* Dataset content
______

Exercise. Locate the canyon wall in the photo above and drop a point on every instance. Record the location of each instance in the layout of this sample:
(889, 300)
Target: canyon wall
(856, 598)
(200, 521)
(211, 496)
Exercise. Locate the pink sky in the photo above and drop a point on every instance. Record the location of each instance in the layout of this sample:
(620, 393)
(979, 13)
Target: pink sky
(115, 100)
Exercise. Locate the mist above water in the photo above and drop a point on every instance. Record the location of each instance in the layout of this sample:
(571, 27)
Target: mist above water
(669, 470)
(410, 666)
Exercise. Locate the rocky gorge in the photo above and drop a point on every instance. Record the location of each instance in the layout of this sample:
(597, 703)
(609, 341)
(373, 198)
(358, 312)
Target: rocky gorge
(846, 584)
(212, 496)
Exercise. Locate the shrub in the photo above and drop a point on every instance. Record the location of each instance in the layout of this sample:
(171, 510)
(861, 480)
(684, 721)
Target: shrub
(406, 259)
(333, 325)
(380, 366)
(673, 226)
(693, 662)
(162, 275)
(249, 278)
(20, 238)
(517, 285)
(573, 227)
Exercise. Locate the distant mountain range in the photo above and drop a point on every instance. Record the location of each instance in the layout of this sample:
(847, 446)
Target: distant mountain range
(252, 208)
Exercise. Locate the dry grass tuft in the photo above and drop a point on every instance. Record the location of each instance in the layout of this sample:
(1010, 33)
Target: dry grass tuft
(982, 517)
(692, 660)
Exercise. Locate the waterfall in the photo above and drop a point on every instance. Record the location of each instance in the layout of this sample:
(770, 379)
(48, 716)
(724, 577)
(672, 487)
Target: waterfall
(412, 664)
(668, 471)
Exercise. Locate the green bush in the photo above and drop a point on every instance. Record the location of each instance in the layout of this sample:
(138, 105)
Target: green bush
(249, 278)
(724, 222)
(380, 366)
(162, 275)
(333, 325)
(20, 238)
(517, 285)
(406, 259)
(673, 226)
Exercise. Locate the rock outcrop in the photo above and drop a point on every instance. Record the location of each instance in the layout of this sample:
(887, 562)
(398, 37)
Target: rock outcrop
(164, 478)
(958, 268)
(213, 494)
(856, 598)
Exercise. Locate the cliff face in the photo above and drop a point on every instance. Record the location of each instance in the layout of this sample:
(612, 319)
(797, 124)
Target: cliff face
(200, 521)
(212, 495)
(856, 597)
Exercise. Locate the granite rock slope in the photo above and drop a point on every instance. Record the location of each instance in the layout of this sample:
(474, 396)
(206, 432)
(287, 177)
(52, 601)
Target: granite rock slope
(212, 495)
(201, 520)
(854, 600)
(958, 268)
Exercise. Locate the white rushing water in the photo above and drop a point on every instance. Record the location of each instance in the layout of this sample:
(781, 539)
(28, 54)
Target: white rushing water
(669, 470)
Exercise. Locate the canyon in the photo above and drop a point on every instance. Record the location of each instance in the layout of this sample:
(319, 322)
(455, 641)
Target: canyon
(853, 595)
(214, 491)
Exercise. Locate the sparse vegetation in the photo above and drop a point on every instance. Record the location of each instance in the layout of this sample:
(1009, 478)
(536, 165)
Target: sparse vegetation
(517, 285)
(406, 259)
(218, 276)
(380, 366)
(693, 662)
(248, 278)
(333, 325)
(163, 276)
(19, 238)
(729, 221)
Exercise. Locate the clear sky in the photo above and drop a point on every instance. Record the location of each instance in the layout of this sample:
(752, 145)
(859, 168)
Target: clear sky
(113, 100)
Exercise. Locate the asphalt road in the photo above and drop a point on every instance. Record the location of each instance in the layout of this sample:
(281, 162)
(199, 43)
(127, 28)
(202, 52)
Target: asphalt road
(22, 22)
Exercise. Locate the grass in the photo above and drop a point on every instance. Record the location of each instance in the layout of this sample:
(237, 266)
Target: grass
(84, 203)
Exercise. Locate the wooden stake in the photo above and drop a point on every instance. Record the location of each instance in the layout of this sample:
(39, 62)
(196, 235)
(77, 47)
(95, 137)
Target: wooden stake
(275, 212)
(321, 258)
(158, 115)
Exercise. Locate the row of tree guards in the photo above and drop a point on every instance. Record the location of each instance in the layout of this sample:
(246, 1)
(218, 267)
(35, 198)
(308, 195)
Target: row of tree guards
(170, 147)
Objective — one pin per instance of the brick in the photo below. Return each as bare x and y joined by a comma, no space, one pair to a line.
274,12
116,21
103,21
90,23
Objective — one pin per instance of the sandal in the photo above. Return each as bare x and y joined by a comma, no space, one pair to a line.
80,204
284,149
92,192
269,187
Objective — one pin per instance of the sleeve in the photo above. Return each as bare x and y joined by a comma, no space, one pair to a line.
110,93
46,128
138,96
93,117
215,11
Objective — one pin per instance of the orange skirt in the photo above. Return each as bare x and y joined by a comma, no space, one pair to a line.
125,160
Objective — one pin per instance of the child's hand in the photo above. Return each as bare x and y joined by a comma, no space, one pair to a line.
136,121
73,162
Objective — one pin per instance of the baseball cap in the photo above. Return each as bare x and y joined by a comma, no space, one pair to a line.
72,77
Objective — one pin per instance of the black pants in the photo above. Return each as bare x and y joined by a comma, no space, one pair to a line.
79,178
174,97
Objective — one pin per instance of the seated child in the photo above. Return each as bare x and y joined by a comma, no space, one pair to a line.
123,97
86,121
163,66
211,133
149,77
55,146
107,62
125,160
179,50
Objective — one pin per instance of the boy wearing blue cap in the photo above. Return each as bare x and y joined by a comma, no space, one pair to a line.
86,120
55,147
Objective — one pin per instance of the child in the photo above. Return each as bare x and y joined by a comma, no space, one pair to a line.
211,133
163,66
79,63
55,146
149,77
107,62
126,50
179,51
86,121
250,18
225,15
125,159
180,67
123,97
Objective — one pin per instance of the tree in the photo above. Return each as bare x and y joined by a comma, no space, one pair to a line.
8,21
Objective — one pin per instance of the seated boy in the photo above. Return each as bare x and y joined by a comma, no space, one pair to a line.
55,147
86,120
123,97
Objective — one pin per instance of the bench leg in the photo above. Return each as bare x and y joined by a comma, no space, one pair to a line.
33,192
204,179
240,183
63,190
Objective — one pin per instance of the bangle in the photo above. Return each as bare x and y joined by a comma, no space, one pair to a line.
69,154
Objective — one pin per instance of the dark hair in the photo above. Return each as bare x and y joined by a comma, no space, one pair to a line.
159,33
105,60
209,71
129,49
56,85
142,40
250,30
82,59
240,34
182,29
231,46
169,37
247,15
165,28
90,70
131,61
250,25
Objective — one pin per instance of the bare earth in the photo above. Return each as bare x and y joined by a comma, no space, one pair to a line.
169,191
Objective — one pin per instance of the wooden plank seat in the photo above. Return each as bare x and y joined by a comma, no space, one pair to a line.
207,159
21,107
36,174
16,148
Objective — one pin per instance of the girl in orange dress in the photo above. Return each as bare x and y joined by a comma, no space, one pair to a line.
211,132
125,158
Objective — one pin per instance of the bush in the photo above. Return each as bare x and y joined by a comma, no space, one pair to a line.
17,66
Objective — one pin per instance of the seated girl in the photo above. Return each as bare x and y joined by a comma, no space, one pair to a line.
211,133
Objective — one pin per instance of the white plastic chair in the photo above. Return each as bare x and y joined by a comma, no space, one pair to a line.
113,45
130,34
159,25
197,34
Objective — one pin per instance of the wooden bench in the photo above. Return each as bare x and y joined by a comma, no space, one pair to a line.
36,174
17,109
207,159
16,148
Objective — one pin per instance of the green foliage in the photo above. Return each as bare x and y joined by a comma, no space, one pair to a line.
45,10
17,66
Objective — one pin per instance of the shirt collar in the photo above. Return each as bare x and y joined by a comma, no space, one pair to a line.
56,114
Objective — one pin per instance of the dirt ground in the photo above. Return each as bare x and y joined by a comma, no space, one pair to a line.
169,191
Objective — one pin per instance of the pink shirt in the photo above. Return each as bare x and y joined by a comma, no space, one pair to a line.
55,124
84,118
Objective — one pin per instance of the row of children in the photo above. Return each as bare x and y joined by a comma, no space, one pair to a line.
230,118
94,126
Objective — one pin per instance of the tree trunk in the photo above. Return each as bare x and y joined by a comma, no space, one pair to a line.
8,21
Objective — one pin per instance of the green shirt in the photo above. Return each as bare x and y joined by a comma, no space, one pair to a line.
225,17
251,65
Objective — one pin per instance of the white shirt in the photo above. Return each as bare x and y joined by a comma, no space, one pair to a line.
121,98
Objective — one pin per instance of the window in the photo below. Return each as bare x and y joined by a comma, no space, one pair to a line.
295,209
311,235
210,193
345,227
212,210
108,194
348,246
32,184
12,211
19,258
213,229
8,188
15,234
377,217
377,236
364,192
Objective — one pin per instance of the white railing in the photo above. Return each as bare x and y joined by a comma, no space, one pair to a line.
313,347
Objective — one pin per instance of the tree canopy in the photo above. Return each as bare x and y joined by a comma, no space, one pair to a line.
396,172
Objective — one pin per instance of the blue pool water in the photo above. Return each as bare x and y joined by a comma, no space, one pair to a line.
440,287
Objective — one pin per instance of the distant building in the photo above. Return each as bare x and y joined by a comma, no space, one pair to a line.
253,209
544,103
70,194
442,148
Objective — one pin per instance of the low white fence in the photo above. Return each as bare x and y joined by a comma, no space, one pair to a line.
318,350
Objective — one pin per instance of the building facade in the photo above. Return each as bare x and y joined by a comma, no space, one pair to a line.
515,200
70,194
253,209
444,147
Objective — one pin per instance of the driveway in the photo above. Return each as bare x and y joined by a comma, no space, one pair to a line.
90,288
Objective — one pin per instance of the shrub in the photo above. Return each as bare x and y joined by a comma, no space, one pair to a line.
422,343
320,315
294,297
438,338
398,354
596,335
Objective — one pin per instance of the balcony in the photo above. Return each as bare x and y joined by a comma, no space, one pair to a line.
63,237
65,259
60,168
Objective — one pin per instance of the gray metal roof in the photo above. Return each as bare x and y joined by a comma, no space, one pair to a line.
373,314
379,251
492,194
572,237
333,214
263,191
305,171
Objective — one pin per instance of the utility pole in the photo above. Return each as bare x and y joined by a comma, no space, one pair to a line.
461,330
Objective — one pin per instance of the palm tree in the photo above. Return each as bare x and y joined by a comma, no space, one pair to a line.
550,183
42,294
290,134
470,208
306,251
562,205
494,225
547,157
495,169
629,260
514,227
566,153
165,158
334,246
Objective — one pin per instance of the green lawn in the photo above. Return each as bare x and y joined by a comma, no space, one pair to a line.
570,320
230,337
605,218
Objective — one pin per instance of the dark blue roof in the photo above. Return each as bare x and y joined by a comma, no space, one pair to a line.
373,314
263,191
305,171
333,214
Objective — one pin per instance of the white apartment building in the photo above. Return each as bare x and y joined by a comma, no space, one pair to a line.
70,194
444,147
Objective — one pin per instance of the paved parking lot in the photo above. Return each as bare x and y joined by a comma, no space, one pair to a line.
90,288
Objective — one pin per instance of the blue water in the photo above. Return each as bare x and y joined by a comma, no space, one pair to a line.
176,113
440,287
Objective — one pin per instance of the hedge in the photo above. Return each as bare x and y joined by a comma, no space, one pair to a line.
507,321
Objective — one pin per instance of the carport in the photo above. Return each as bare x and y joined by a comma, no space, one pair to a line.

______

* Directions
In the entries above, the lines between the one holding "Exercise. Locate the rocky" and the one holding "Exercise. Locate the waterfall", inclusive, are to be printed exactly as written, and those alone.

* Answer to the problem
Exercise. Locate the rocky gorge in the photo above and drop a point on every instance. Record the location of each instance in the layout of this sample:
(597, 703)
(609, 341)
(373, 198)
(358, 312)
Target: rocky gorge
(846, 584)
(212, 496)
Exercise. Locate the shrub in the photo above and drop a point on every instance. Record the location of each instance in the layout of this sample:
(171, 510)
(861, 480)
(684, 721)
Target: shrub
(406, 259)
(333, 325)
(380, 366)
(673, 226)
(693, 662)
(162, 275)
(249, 278)
(20, 238)
(517, 285)
(573, 227)
Exercise. Locate the distant mountain range in the photo above and drop a point on every instance. Record the location of each instance in the layout of this sample:
(847, 446)
Target: distant mountain range
(252, 208)
Exercise. Locate the dry grass tuft in the photo above and drop a point on every instance. Record the location of each instance in the layout of this sample:
(1010, 33)
Target: dry grass tuft
(982, 517)
(692, 660)
Exercise. Locate the waterfall in the photo above and drop a point on every instance. Record the location of each instance in the layout of this sample:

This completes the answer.